▶ GOAL OF THE EXERCISE:
Beginning at the line containing "# point at: child in" and continuing to the end of the records below, give each line again exactly as it stands, and only those lines.

▶ EXCERPTED RECORDS:
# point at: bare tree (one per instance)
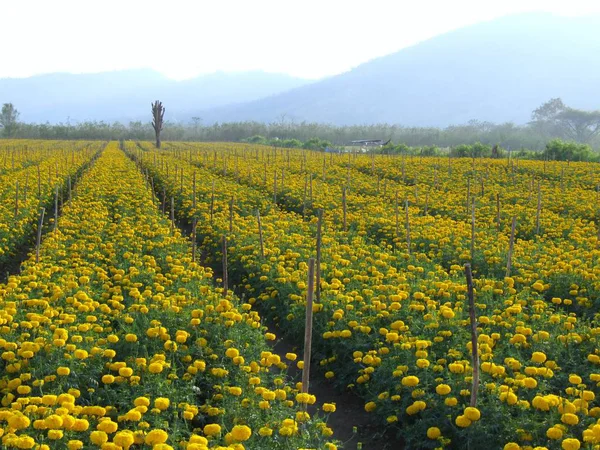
(158, 114)
(9, 119)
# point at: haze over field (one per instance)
(273, 62)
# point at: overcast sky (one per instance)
(308, 38)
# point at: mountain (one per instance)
(126, 95)
(494, 71)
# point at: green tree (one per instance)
(9, 119)
(555, 119)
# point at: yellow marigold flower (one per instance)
(265, 431)
(212, 429)
(433, 432)
(329, 407)
(162, 403)
(98, 437)
(55, 434)
(554, 433)
(142, 401)
(370, 406)
(241, 433)
(538, 357)
(63, 371)
(410, 381)
(443, 389)
(472, 413)
(575, 379)
(571, 444)
(462, 421)
(155, 367)
(74, 445)
(512, 446)
(156, 437)
(569, 419)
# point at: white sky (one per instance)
(308, 38)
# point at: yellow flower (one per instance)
(472, 413)
(98, 437)
(212, 429)
(462, 421)
(571, 444)
(241, 433)
(443, 389)
(410, 381)
(329, 407)
(370, 406)
(63, 371)
(433, 432)
(162, 403)
(156, 437)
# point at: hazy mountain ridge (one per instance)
(494, 71)
(126, 95)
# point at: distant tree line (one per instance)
(552, 120)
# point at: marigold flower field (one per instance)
(122, 337)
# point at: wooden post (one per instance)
(56, 209)
(511, 245)
(407, 229)
(397, 215)
(318, 261)
(17, 199)
(473, 231)
(539, 211)
(231, 215)
(260, 237)
(26, 187)
(194, 191)
(172, 214)
(212, 203)
(468, 204)
(344, 218)
(39, 236)
(498, 211)
(308, 325)
(225, 275)
(473, 320)
(194, 226)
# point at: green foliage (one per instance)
(560, 150)
(476, 150)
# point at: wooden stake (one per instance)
(539, 211)
(225, 275)
(473, 320)
(39, 236)
(397, 215)
(212, 203)
(511, 244)
(344, 209)
(498, 224)
(17, 199)
(231, 215)
(308, 325)
(260, 237)
(194, 226)
(407, 229)
(473, 231)
(172, 214)
(56, 209)
(318, 262)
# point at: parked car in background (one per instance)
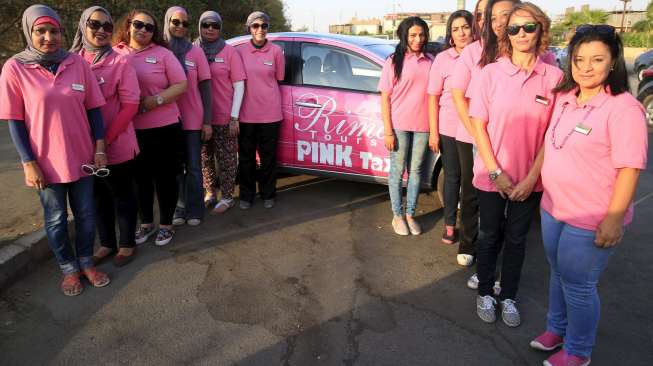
(332, 124)
(645, 93)
(642, 62)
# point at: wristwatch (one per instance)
(495, 174)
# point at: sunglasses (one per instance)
(96, 25)
(601, 29)
(138, 25)
(513, 29)
(264, 26)
(92, 170)
(215, 26)
(179, 23)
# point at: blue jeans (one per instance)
(190, 203)
(576, 265)
(55, 215)
(409, 153)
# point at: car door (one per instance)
(337, 113)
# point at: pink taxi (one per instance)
(332, 122)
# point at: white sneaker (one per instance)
(465, 259)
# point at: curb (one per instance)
(21, 256)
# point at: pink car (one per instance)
(332, 122)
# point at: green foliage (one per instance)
(234, 14)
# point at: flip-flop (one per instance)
(71, 285)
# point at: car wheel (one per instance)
(648, 106)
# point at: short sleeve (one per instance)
(203, 69)
(628, 138)
(129, 91)
(387, 77)
(479, 105)
(436, 79)
(93, 97)
(12, 105)
(174, 71)
(281, 64)
(236, 68)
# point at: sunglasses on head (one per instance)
(513, 29)
(264, 26)
(137, 24)
(96, 25)
(601, 29)
(179, 23)
(215, 26)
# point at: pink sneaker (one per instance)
(562, 358)
(547, 341)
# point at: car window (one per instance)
(334, 67)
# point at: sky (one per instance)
(318, 14)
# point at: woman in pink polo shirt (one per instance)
(404, 106)
(492, 26)
(595, 148)
(162, 81)
(444, 122)
(260, 117)
(114, 194)
(227, 91)
(52, 102)
(510, 110)
(195, 109)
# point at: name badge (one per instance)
(581, 128)
(542, 100)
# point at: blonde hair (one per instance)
(543, 40)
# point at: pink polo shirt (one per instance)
(579, 177)
(157, 68)
(517, 108)
(54, 110)
(408, 98)
(226, 69)
(440, 81)
(464, 71)
(265, 68)
(190, 103)
(119, 85)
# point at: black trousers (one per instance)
(115, 199)
(261, 137)
(157, 167)
(468, 200)
(508, 222)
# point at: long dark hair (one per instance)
(469, 18)
(490, 41)
(402, 46)
(617, 80)
(121, 33)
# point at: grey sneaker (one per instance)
(268, 203)
(510, 313)
(245, 205)
(485, 308)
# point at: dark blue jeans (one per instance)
(191, 192)
(55, 214)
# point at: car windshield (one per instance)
(381, 50)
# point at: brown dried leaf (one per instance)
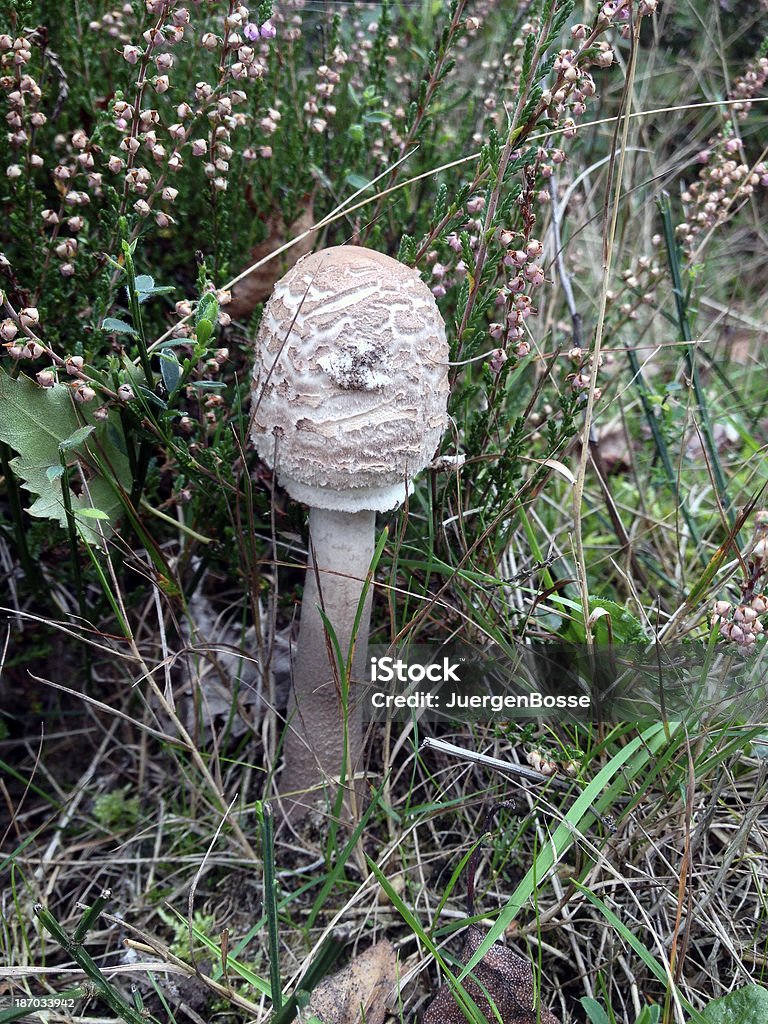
(258, 286)
(359, 990)
(507, 979)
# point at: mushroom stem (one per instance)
(341, 548)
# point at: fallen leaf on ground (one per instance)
(359, 990)
(501, 975)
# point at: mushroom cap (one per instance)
(350, 384)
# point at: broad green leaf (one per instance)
(76, 438)
(36, 422)
(144, 283)
(208, 308)
(744, 1006)
(145, 287)
(115, 326)
(170, 370)
(595, 1013)
(356, 181)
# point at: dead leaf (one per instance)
(258, 286)
(611, 443)
(508, 979)
(359, 990)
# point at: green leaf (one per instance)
(208, 308)
(744, 1006)
(144, 283)
(594, 1011)
(170, 370)
(36, 422)
(76, 438)
(115, 326)
(145, 287)
(356, 181)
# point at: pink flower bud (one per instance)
(8, 329)
(29, 316)
(84, 393)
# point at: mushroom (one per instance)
(349, 403)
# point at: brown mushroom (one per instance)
(350, 390)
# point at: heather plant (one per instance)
(592, 236)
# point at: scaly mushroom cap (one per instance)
(350, 384)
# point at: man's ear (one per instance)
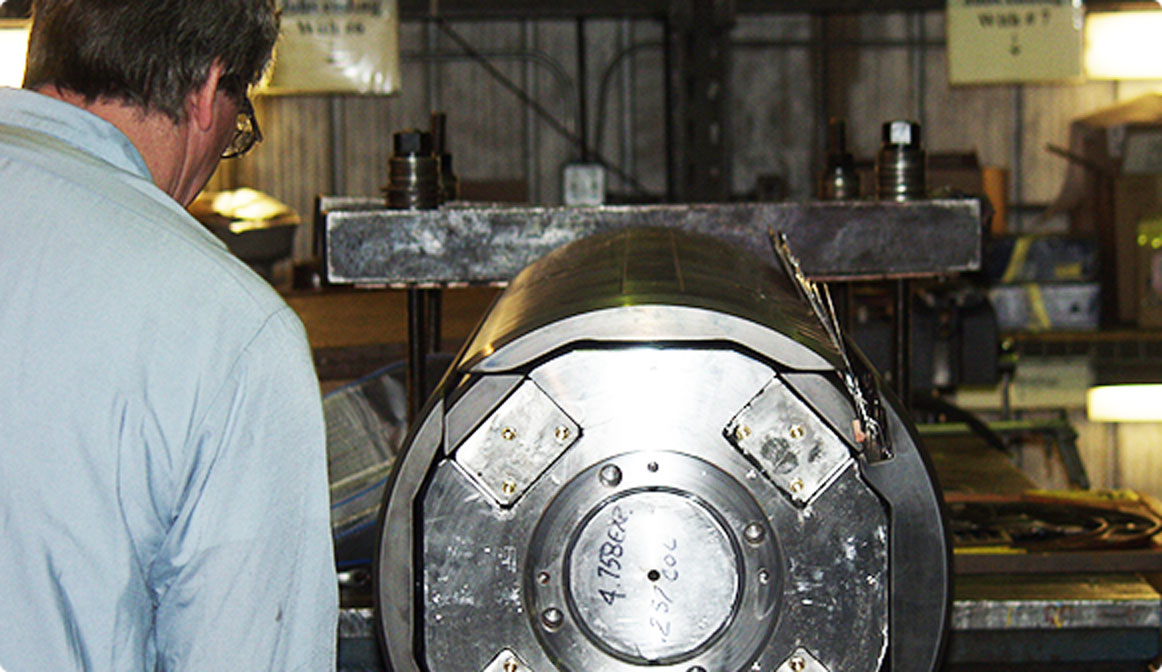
(200, 104)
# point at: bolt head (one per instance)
(552, 617)
(411, 142)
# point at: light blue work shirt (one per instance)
(163, 473)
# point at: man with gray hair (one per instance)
(163, 473)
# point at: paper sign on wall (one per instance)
(1015, 41)
(337, 47)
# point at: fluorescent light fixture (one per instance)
(1125, 404)
(1124, 44)
(13, 48)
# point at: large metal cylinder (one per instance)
(645, 459)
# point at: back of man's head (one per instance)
(150, 54)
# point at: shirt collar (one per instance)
(72, 124)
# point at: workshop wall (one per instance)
(789, 72)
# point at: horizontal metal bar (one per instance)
(411, 9)
(471, 243)
(1147, 560)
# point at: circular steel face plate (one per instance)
(652, 576)
(653, 567)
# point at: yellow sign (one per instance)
(1015, 41)
(337, 47)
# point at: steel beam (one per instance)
(479, 244)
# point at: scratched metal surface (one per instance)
(826, 560)
(468, 243)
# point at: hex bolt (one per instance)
(552, 617)
(754, 533)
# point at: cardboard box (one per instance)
(1137, 200)
(1148, 248)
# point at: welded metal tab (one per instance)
(507, 660)
(791, 445)
(516, 443)
(802, 660)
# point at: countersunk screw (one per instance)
(552, 617)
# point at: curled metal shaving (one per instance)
(867, 428)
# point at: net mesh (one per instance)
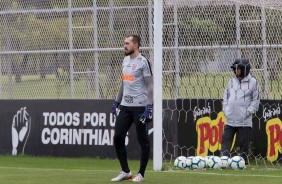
(52, 49)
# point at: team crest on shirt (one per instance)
(133, 67)
(245, 86)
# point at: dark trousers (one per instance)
(127, 116)
(243, 137)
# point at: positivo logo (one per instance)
(20, 131)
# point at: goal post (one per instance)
(157, 136)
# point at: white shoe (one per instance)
(123, 176)
(138, 178)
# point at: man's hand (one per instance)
(114, 108)
(20, 131)
(147, 116)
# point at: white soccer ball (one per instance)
(206, 158)
(198, 163)
(226, 161)
(214, 162)
(189, 162)
(237, 163)
(180, 162)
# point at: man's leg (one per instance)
(143, 139)
(122, 125)
(227, 139)
(244, 136)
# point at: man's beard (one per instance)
(129, 52)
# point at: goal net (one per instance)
(201, 40)
(73, 50)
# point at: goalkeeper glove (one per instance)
(114, 108)
(147, 116)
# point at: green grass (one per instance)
(197, 85)
(46, 170)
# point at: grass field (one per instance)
(198, 85)
(54, 170)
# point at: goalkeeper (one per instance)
(240, 102)
(135, 101)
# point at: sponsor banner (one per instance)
(60, 128)
(67, 128)
(201, 127)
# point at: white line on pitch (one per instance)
(174, 171)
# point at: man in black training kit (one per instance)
(240, 102)
(135, 101)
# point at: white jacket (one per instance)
(241, 100)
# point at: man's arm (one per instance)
(149, 82)
(120, 93)
(254, 106)
(226, 96)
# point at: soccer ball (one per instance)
(226, 161)
(180, 162)
(198, 163)
(237, 163)
(207, 160)
(189, 162)
(214, 162)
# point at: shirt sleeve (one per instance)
(147, 70)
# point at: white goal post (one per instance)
(157, 138)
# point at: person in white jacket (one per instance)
(241, 100)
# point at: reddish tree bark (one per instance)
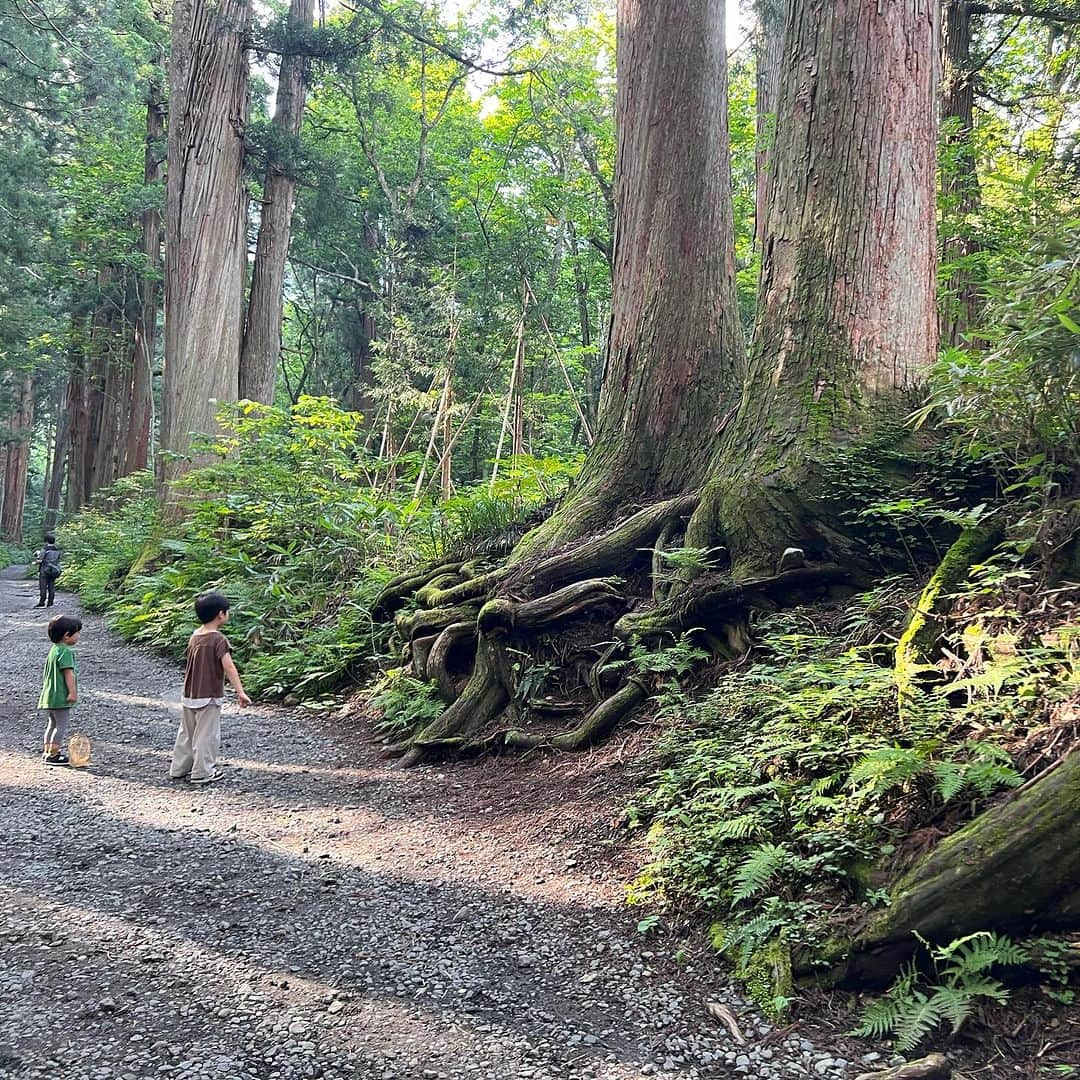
(847, 321)
(261, 346)
(140, 401)
(675, 351)
(768, 55)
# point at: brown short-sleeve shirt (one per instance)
(204, 676)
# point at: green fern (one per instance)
(757, 871)
(887, 768)
(916, 1021)
(739, 828)
(949, 780)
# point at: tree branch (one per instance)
(374, 8)
(1031, 9)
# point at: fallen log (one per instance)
(931, 1067)
(1014, 869)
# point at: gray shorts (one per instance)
(56, 729)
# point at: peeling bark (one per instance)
(261, 345)
(206, 220)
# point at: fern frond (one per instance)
(948, 780)
(757, 871)
(954, 1004)
(878, 1018)
(739, 828)
(916, 1021)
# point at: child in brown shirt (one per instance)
(208, 664)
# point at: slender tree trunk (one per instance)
(261, 346)
(960, 189)
(847, 320)
(140, 409)
(205, 223)
(768, 55)
(109, 386)
(675, 351)
(57, 471)
(16, 466)
(78, 444)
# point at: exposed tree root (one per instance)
(505, 616)
(1014, 868)
(414, 624)
(920, 639)
(608, 553)
(434, 594)
(420, 650)
(594, 728)
(437, 666)
(485, 616)
(396, 591)
(712, 607)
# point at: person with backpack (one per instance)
(49, 570)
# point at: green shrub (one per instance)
(284, 521)
(780, 787)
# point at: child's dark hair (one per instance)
(207, 605)
(62, 625)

▶ TASK OUTPUT:
# point at: child in brown shirt (one per instance)
(208, 664)
# point at: slender tree trunk (one per instance)
(261, 346)
(960, 189)
(847, 320)
(140, 409)
(205, 223)
(768, 55)
(109, 386)
(675, 351)
(57, 471)
(16, 466)
(78, 444)
# point at: exposed tree root (one per instance)
(505, 616)
(1014, 868)
(414, 624)
(920, 639)
(608, 553)
(434, 594)
(420, 650)
(594, 728)
(437, 666)
(485, 616)
(396, 591)
(712, 607)
# point at: person with backpack (one per instance)
(49, 570)
# point at: green shrub (one per instance)
(284, 521)
(780, 787)
# point at: child's dark hair (one per instance)
(207, 605)
(62, 625)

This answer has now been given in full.